YOUR GOAL: Write out the listing below in full and exactly, leaving out every picture.

***** RECORD EXCERPTS

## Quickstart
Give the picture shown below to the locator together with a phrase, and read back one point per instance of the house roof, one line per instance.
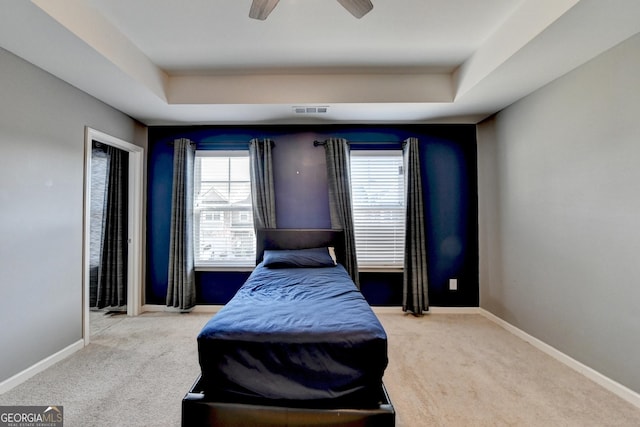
(207, 62)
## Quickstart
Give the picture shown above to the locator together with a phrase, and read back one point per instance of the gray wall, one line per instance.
(559, 215)
(42, 125)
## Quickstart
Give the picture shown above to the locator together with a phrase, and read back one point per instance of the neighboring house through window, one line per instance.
(223, 219)
(378, 197)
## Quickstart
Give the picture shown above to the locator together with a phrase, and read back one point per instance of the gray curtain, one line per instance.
(339, 179)
(112, 271)
(262, 189)
(181, 291)
(415, 283)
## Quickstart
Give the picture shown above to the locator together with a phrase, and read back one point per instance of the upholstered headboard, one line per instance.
(294, 238)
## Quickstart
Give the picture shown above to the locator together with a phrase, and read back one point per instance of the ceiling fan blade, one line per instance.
(260, 9)
(357, 8)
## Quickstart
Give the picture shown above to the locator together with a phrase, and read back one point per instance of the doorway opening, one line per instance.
(112, 229)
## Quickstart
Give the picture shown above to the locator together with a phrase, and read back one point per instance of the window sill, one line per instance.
(230, 268)
(380, 270)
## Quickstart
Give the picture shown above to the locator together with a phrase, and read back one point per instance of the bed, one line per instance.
(297, 345)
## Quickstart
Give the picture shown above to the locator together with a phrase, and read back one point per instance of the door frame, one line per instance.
(134, 220)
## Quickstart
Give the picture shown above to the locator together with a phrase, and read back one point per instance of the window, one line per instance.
(223, 218)
(377, 189)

**********

TASK ANSWER:
## Quickstart
Give the picture shown below to the locator together with a phrase, and read back one point per instance of the house roof, one line per instance.
(207, 62)
## Quickstart
Give the picture shown above to the locator together with a phrase, and read back one point per instance of the gray wall, one line per instance.
(559, 215)
(42, 125)
## Quickstart
Give the picture shown above to the locator together with a phrase, and read back one point per instance of the neighboring house through window, one line per instance.
(223, 219)
(378, 197)
## Quickstart
Give the picture shown above to the locator together with a phrase, and read back one point per instance of the gray curtain, one line per instance.
(339, 179)
(112, 271)
(262, 189)
(181, 291)
(415, 283)
## Quickstart
Give the picture shown above to the locator together with a phrase, and read back one point per instance of the upholstered headboard, one line per instance.
(294, 238)
## Quickstart
Give the picture shown above to the locator together with a phrase, and read back one point per instance of the ceiling fan blade, one line per instance.
(260, 9)
(357, 8)
## Quickstart
Give the picture shown above to the locator together with a phrase, and read back one point per instance of the doorway opening, one line per instance.
(112, 229)
## Quickstart
Give the picture shown above to the locator together with a phrase, and read back one point per instance of the window sill, one line per instance.
(230, 268)
(380, 270)
## Quickstart
Give the picture shown above to the locator together with a phrase, and read back one point per instance of the bed, one line per instance.
(297, 345)
## Quickstart
Give the picture shown above to the locator together with a phrase, and read back one point per instance of the door frame, one line per instance.
(134, 220)
## Quickstart
Give the picture shown above to the locator together with a phrase, and read back one point per instance of the window, one line per instance.
(223, 218)
(377, 189)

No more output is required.